Exercise objective
Retype the listing below line for line, without any changes. Leave the pictures out of your copy.

(Extracted records)
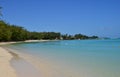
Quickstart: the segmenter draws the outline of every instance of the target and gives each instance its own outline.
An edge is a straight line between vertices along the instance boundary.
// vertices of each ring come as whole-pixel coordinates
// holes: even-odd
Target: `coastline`
[[[32,43],[32,42],[47,42],[47,41],[58,41],[58,40],[25,40],[25,41],[17,41],[17,42],[0,42],[0,46],[7,44],[16,44],[16,43]]]
[[[23,59],[23,57],[21,57],[19,53],[16,53],[2,46],[8,44],[16,44],[16,43],[31,43],[31,42],[44,42],[44,41],[48,41],[48,40],[0,42],[0,76],[1,77],[38,77],[38,76],[42,77],[40,75],[40,72],[34,67],[34,65],[29,63],[27,60]],[[19,67],[24,69],[19,70]],[[27,74],[25,74],[25,72]]]
[[[13,56],[4,48],[0,47],[0,76],[17,77],[15,69],[10,64]]]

Reply to the task
Quickstart: the segmenter draws the outline of every instance of the target and gives each instance its own outline.
An edge is a straight line between vertices along the instance boundary.
// vertices of each ring come as whole-pixel coordinates
// holes: even-odd
Target: `coastline`
[[[32,43],[32,42],[47,42],[47,41],[58,41],[58,40],[25,40],[25,41],[17,41],[17,42],[0,42],[0,46],[7,44],[16,44],[16,43]]]
[[[23,59],[23,57],[21,57],[19,53],[16,53],[2,46],[8,44],[16,44],[16,43],[31,43],[31,42],[44,42],[44,41],[48,41],[48,40],[0,42],[0,76],[1,77],[38,77],[38,76],[42,77],[40,75],[40,72],[34,67],[34,65],[29,63],[27,60]],[[19,67],[24,69],[19,70]],[[27,74],[25,74],[25,72]]]
[[[13,56],[4,48],[0,47],[0,76],[17,77],[15,69],[10,64]]]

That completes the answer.